What you should do >> Rewrite the stretch from the line containing "Each instance of the elevated" through the end of the records, putting "storage shed" in place of "small shed" and changing nothing else.

Records from a data source:
========================================

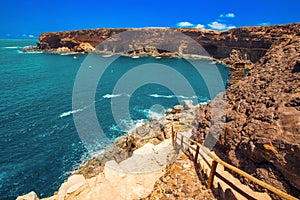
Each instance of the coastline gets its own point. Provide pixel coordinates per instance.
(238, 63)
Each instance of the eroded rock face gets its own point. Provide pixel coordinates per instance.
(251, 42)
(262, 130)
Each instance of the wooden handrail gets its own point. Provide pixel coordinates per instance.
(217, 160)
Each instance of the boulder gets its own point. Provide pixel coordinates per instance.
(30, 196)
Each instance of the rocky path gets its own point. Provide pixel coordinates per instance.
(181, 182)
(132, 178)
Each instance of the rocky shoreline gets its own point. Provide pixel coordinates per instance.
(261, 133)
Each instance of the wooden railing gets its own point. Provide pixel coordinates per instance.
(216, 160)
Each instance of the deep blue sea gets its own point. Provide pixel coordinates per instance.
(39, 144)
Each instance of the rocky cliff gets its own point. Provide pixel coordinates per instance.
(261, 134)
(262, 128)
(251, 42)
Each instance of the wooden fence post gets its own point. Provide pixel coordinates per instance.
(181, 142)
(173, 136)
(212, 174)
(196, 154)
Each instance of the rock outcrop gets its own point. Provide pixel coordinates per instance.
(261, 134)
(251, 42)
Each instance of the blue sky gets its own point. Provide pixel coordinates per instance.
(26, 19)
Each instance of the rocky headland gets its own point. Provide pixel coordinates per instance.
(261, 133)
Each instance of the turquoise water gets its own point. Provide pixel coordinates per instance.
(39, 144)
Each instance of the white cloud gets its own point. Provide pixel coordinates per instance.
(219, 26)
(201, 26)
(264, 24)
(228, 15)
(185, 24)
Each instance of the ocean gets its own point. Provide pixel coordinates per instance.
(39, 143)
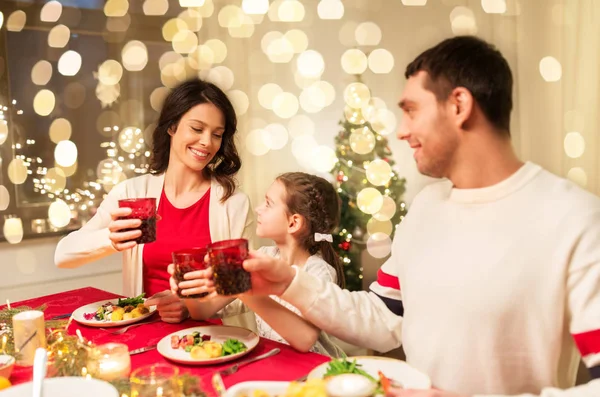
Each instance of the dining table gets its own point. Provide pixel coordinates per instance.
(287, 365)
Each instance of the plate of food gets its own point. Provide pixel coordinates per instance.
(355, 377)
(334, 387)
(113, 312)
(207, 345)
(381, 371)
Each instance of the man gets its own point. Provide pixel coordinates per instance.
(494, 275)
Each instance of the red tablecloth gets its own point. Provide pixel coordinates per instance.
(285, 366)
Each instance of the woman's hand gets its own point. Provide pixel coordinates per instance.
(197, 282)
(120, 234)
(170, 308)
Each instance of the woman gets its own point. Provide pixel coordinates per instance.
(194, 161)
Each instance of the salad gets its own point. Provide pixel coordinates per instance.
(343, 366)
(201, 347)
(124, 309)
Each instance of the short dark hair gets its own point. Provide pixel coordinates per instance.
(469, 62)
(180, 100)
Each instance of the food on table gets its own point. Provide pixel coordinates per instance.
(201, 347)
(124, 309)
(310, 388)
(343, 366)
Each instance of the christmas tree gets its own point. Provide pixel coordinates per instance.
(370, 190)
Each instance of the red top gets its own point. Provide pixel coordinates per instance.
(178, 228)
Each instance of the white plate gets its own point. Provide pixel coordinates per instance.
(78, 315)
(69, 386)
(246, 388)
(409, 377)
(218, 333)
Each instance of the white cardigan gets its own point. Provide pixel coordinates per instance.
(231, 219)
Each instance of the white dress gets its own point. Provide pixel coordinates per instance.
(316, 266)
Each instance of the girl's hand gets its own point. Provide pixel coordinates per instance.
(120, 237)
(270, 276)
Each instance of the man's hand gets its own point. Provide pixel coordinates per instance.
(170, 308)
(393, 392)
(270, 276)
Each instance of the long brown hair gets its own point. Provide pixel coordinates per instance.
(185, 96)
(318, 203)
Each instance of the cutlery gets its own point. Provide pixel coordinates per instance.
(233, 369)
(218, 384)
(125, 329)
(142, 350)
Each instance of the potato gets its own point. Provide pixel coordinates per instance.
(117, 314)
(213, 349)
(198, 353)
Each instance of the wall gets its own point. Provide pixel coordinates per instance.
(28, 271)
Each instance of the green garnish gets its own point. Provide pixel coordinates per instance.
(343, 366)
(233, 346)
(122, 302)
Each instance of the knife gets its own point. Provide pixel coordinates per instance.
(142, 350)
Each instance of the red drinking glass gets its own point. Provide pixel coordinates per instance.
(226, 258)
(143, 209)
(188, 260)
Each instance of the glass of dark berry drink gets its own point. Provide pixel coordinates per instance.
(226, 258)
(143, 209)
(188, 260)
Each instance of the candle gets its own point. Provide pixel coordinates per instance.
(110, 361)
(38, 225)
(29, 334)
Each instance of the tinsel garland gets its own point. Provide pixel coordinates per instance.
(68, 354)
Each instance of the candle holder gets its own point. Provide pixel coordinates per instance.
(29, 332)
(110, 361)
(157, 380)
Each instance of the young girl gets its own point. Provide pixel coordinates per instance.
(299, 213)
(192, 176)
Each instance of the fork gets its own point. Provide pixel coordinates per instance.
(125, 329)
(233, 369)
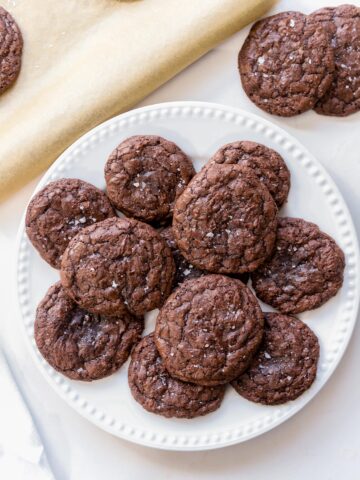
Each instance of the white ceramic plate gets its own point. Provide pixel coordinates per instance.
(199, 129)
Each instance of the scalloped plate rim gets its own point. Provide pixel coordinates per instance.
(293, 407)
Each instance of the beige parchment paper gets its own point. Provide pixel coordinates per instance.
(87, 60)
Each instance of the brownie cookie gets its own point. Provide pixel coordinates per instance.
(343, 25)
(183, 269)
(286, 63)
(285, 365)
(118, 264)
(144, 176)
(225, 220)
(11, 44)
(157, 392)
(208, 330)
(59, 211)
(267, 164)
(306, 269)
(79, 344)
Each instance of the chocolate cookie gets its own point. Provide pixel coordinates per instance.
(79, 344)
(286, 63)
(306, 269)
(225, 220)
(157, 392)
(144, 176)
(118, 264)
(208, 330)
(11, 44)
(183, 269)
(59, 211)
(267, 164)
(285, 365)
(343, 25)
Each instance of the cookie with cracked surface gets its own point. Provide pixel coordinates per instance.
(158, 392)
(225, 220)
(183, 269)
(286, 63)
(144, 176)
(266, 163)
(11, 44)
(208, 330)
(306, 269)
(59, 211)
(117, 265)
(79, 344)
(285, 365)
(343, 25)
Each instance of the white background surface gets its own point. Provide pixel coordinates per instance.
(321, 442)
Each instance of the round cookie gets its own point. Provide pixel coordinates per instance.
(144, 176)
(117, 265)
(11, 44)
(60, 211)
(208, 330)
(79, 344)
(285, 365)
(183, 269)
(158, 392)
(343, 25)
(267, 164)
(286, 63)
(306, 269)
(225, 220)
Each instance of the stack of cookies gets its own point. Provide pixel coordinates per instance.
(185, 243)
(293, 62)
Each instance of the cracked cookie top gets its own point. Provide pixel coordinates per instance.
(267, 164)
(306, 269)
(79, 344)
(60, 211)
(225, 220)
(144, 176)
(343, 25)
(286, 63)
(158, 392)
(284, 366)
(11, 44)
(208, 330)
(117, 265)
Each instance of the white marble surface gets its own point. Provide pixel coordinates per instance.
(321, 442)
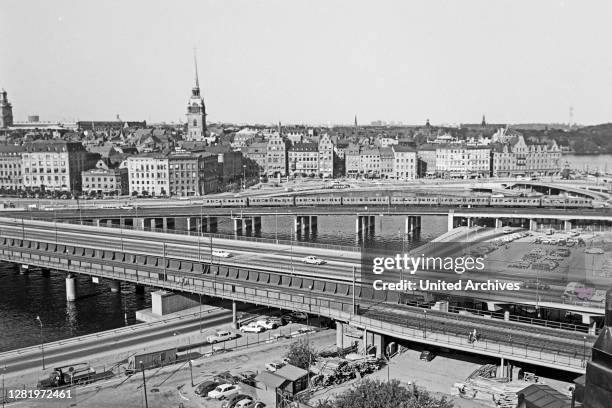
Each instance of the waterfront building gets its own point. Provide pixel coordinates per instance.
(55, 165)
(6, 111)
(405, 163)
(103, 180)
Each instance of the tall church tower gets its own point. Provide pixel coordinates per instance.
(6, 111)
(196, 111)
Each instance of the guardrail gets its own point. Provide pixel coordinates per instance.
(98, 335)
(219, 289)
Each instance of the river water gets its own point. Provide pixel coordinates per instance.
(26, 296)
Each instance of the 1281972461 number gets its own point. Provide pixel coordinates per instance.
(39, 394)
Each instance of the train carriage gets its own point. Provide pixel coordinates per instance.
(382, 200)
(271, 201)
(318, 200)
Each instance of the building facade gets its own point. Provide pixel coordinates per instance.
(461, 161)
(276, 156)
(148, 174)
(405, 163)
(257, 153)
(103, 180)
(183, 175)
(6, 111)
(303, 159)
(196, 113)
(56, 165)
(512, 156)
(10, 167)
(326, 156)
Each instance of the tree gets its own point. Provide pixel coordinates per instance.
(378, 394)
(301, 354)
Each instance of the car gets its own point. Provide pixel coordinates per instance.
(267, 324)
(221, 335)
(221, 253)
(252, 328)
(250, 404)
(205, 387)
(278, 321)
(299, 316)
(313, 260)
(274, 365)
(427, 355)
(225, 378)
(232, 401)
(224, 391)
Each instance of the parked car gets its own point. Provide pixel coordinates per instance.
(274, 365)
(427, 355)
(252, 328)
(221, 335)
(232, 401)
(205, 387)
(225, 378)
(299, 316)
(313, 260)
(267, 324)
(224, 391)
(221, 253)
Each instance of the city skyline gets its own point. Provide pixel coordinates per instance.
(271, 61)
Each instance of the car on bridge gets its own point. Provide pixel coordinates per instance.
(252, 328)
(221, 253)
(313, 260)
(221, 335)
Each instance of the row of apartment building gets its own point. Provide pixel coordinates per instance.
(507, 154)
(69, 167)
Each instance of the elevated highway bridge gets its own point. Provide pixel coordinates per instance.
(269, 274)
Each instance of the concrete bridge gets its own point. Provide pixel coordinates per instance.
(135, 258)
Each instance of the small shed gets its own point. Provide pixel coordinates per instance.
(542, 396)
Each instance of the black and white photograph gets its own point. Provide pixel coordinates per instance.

========================================

Exercise result >>
Each instance of the elevated highway bridge gets its own point. Provide pixel coordinates per instance.
(269, 274)
Each instance of the concrete bridge gets its own point. Provide pixel coordinates per instance.
(135, 258)
Each instance of the storage shed gets its own point. Provide pixel coordinates per instance.
(542, 396)
Each instance of the black and white photograph gets its own point. Provide pixel coordinates per instance.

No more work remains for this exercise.